[Saved data entries]

◆ ◆ ◆ ◆

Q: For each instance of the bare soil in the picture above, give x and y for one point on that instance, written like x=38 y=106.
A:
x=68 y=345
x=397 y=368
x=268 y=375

◆ ◆ ◆ ◆

## Activity
Repeat each entry above, keeping every word exact.

## Result for this task
Q: For each instance of the bare soil in the picture above, give x and y for one point on that instance, written like x=38 y=106.
A:
x=68 y=345
x=397 y=368
x=268 y=375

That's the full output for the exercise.